- **EXERCISE DIRECTIONS**: Gather from the material every line that contains the string "below".

- **INPUT RECORDS**:
• • • • • • •

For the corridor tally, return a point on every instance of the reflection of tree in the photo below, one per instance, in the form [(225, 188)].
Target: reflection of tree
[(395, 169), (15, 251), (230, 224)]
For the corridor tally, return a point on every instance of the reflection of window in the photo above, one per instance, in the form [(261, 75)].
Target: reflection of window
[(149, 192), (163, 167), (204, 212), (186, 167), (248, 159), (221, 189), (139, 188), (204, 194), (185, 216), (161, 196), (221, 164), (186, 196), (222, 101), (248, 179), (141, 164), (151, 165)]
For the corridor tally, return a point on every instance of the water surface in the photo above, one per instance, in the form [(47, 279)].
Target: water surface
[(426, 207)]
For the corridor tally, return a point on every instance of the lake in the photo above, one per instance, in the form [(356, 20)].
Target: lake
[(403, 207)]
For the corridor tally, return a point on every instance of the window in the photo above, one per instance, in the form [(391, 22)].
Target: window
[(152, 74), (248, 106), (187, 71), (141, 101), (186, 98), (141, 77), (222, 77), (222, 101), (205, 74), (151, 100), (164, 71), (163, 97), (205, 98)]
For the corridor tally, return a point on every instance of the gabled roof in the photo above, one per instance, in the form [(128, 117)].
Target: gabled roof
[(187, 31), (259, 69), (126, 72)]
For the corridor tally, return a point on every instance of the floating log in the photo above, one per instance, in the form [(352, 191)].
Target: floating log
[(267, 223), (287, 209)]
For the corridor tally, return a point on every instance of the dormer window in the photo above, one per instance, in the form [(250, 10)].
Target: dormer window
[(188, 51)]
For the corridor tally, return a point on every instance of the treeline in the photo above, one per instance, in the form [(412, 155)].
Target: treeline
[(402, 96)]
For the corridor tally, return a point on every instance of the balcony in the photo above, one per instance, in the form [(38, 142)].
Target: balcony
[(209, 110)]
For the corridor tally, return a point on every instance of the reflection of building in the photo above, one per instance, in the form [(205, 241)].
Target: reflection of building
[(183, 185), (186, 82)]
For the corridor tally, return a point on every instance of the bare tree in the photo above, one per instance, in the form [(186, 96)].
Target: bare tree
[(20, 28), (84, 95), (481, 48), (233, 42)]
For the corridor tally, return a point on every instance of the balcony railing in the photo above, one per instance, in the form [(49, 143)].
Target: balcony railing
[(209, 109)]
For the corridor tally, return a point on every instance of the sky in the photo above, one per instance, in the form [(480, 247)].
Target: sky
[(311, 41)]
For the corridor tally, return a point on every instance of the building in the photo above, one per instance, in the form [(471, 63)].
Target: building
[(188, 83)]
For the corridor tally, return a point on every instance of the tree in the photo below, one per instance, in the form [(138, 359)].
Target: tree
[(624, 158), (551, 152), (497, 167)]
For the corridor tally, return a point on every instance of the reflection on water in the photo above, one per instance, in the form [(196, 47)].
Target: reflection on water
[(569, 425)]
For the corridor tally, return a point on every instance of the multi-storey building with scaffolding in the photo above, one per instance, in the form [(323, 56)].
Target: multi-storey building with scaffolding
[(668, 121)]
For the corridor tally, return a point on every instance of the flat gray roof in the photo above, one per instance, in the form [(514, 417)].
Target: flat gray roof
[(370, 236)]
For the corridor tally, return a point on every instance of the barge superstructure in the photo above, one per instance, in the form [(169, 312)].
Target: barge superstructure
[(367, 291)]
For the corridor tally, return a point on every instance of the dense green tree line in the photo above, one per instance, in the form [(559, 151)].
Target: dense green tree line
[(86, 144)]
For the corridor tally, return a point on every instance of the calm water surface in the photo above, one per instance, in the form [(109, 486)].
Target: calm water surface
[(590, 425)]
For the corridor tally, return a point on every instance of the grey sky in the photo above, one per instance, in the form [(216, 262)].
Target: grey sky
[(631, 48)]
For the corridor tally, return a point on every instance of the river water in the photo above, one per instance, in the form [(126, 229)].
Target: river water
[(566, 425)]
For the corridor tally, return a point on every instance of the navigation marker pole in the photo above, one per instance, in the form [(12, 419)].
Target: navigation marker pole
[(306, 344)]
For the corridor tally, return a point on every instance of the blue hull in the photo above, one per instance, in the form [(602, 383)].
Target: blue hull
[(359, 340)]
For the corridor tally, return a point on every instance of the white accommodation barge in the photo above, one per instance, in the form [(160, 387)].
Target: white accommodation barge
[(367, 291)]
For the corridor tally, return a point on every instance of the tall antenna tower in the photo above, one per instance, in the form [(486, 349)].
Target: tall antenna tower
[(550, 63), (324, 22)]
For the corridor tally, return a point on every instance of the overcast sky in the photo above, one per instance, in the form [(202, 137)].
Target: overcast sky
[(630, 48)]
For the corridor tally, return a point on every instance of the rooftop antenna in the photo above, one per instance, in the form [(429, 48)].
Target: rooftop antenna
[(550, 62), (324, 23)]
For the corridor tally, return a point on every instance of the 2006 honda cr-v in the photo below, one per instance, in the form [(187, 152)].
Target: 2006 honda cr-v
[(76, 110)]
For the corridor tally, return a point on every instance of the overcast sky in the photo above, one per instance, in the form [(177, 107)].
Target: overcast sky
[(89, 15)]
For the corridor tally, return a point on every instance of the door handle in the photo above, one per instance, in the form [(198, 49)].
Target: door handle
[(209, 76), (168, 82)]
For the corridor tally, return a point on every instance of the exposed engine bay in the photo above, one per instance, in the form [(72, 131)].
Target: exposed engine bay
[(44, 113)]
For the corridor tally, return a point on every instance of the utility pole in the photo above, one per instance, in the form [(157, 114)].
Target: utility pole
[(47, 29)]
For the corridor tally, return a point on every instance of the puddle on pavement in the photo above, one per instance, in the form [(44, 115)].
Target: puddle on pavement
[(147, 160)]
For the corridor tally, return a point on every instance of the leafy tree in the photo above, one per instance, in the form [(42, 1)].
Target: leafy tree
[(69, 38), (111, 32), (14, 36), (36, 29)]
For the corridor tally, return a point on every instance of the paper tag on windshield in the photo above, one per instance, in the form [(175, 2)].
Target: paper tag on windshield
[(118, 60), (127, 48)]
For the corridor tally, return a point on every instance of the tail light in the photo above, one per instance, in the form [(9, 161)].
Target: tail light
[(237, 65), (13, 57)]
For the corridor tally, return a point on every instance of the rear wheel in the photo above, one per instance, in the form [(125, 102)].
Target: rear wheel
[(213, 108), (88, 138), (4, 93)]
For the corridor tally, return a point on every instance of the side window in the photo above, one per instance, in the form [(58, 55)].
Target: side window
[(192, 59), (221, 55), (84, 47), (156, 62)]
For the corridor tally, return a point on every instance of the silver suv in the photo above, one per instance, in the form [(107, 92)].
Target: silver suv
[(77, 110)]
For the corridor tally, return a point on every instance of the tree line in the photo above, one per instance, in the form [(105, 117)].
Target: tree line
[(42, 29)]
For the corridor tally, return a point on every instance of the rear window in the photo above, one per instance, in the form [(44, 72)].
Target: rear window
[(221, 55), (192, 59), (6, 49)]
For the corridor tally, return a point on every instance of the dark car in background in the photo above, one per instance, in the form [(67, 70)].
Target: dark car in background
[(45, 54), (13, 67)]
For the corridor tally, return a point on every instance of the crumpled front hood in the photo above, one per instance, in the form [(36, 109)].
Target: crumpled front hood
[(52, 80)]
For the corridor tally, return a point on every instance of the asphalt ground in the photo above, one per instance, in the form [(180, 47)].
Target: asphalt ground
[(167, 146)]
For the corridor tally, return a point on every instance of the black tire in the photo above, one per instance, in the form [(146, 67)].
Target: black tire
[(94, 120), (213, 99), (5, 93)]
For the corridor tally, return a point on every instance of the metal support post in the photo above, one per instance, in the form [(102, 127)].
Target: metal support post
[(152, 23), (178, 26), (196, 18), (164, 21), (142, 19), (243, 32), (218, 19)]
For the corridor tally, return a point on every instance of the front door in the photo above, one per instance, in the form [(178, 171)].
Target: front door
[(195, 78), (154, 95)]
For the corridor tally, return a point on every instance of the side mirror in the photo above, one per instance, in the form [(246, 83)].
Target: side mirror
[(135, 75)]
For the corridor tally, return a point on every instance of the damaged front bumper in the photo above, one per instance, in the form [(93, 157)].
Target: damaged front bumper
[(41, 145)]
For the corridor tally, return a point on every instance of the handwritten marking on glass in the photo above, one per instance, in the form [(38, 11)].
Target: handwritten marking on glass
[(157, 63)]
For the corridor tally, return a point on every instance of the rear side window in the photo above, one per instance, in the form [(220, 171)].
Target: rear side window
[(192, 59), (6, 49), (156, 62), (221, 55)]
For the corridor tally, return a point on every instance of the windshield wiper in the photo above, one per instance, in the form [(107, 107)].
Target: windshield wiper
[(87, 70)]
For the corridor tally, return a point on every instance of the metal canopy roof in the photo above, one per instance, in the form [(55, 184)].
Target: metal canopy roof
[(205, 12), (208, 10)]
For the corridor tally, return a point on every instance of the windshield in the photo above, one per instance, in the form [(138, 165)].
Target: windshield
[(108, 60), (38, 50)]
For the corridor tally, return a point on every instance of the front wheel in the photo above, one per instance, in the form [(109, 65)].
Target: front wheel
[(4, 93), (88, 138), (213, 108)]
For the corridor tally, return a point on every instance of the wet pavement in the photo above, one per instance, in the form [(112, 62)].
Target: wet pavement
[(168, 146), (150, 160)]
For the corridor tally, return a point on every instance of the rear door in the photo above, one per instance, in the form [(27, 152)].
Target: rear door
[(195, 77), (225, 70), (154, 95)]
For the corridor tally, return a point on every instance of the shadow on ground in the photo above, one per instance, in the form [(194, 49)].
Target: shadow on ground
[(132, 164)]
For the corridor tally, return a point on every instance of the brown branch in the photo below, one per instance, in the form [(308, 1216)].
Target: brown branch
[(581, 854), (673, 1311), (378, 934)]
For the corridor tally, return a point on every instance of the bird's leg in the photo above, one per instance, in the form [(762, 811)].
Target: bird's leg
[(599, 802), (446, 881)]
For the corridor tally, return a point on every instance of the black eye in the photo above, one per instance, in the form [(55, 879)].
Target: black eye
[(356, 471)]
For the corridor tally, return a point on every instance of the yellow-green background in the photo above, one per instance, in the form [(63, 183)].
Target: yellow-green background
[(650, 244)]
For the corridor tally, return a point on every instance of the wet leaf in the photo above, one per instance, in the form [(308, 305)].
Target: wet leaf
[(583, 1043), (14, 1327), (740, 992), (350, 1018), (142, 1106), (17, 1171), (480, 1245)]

• • • • • • •

- **RESPONSE FOR THIS EXERCISE**:
For the corridor tally, return a point on every instance of the reflection of tree in the photo below, one per instance, in the form [(225, 188)].
For the corridor tally, return a point on every instance of the tree in the photo below, one per instance, in the form [(138, 359)].
For the corridor tally, return a point on every instance of the 2006 honda cr-v in the photo below, one per instance, in the form [(187, 152)].
For the corridor tally, return a point on every instance of the brown branch in the photo below, one per instance, in the form [(308, 1216)].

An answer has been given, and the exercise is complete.